Supplied entries Block Start

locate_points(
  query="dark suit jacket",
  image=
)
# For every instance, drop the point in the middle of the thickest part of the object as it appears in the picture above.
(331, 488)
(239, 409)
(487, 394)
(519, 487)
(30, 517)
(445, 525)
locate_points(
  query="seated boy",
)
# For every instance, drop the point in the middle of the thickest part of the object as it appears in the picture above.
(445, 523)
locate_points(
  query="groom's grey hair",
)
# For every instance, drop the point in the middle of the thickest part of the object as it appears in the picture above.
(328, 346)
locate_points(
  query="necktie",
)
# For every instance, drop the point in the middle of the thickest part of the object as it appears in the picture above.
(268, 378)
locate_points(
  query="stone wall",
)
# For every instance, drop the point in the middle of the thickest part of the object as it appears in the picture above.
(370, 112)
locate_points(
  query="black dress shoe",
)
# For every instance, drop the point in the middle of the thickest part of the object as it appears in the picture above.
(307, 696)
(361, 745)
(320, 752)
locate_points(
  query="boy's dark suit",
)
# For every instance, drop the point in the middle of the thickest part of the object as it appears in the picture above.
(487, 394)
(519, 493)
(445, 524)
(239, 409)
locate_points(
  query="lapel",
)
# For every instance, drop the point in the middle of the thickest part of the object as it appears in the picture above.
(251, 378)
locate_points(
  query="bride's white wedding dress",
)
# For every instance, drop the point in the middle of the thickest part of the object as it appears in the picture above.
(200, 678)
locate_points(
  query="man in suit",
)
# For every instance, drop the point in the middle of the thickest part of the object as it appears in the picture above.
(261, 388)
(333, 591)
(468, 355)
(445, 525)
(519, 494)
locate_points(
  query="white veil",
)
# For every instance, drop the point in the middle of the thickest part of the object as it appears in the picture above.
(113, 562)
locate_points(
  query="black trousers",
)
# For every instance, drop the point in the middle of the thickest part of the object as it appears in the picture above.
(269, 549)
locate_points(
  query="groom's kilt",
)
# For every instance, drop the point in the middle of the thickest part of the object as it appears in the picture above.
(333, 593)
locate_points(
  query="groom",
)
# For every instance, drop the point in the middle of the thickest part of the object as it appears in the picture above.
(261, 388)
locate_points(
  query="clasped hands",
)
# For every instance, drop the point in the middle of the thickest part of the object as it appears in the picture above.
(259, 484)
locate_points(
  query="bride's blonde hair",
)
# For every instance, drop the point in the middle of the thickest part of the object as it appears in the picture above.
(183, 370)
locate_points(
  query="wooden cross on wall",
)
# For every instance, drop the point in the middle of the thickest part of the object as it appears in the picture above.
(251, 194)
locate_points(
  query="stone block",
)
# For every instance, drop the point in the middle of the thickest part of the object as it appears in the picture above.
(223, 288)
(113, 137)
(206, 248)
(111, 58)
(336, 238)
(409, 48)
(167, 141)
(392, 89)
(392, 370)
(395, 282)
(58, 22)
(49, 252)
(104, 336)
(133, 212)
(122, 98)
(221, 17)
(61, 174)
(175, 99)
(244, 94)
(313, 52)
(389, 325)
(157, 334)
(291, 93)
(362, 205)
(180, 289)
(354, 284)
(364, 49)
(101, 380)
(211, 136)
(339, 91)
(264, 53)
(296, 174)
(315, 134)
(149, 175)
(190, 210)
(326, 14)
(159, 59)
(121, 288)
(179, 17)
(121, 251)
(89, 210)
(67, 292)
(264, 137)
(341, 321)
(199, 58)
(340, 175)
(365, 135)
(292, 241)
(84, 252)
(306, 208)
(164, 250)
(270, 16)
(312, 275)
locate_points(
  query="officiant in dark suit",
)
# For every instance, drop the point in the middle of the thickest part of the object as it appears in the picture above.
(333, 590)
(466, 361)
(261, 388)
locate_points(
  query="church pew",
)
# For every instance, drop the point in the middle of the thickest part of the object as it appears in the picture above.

Supplied entries Block End

Could you reproduce every record above exactly as it stands?

## Task response
locate_points(
  query="dark suit jacket",
  image=
)
# For every instance, drop the point in the middle of the thickest part of the object as it appears in the picture above.
(331, 488)
(239, 409)
(487, 394)
(519, 487)
(30, 517)
(445, 525)
locate_points(
  query="seated boy",
)
# For every instance, drop the point in the middle of the thickest part of the object as it appears in the picture above.
(445, 523)
locate_points(
  query="groom's grey hair",
)
# For every instance, drop the point in the middle of the thickest part of the object as it appears in the picture above.
(328, 346)
locate_points(
  query="necktie",
)
# For every instance, drop the point in the middle of the thickest part of the object as it appears in the picture above.
(268, 378)
locate_points(
  query="stone wall",
)
# For every instance, drop the point in the middle of the thickest part of the object as it appears in the picture above.
(370, 112)
locate_points(
  query="black dress shoe",
)
# For every instance, drop the point in the middle of the thickest part of the object as it appears in the picture above.
(307, 696)
(361, 745)
(320, 752)
locate_points(
  query="boy's dark suit",
)
# For every instance, drop the point in the middle of the thickest part of the object as it appears in the picture above.
(487, 394)
(519, 493)
(445, 524)
(239, 409)
locate_points(
  query="lapel",
)
# For every instance, drop the point in the middle of the thickest part of the object as it appears in the picture above.
(251, 378)
locate_points(
  query="bride's white wedding dress",
)
# For every instance, drop the point in the middle of the thickest part of the object as it appears in the picture above.
(200, 678)
locate_points(
  query="man in suit",
)
# For every instance, drop the point in the middle of the thickest part of the object as it appears in the picture above.
(261, 388)
(333, 591)
(468, 355)
(445, 525)
(519, 494)
locate_points(
  query="white veil",
)
# For every instance, drop the point in the middle of the thickest part of the object as it appears in the picture above.
(113, 562)
locate_points(
  query="black trousers",
)
# For every instance, drop the point in the middle of the thickest part of the object as it appears in the picture above.
(269, 549)
locate_points(
  query="groom's kilt",
)
# For every instance, drop the point in the middle of the thickest part of the object as it appears in the picture above.
(333, 593)
locate_points(
  query="groom",
)
# For every instance, drop the point in the middle of the thickest part of the object as it appears in the picture above.
(261, 388)
locate_points(
  query="clasped hands",
)
# For every instance, drop the point in the middle of the thickest part of the object as it appears in the picture above.
(259, 484)
locate_points(
  query="bride's blonde hair",
)
# For every instance, drop the point in the middle of the thickest part of the object as it appears in the picture above.
(183, 370)
locate_points(
  query="wooden cross on wall",
)
# For every instance, drop the point in the middle of the thickest part of the object as it appears in the picture above.
(251, 194)
locate_points(
  query="stone block",
)
# For every instance, drop the point in the middle of the thickest part of the object as it appears in the picture above.
(223, 288)
(113, 137)
(206, 248)
(111, 58)
(336, 238)
(409, 48)
(167, 141)
(392, 89)
(392, 370)
(395, 282)
(58, 22)
(49, 252)
(104, 336)
(133, 212)
(122, 98)
(221, 17)
(61, 174)
(175, 99)
(244, 94)
(313, 52)
(389, 325)
(157, 334)
(291, 93)
(362, 205)
(180, 289)
(354, 284)
(364, 49)
(101, 380)
(211, 136)
(339, 91)
(264, 53)
(296, 174)
(315, 134)
(149, 175)
(190, 210)
(326, 14)
(159, 59)
(121, 288)
(179, 17)
(121, 251)
(89, 210)
(67, 292)
(264, 137)
(341, 321)
(199, 58)
(340, 175)
(365, 135)
(292, 241)
(84, 252)
(306, 208)
(164, 250)
(270, 16)
(312, 275)
locate_points(
  query="officiant in dark suit",
)
# For every instance, drop the point in the middle of the thickest part of the object as it appears in the picture above.
(333, 590)
(466, 361)
(261, 388)
locate_points(
  query="church pew",
)
# For every instance, drop the point in the middle of the thickest part of the object as it appears in the picture above.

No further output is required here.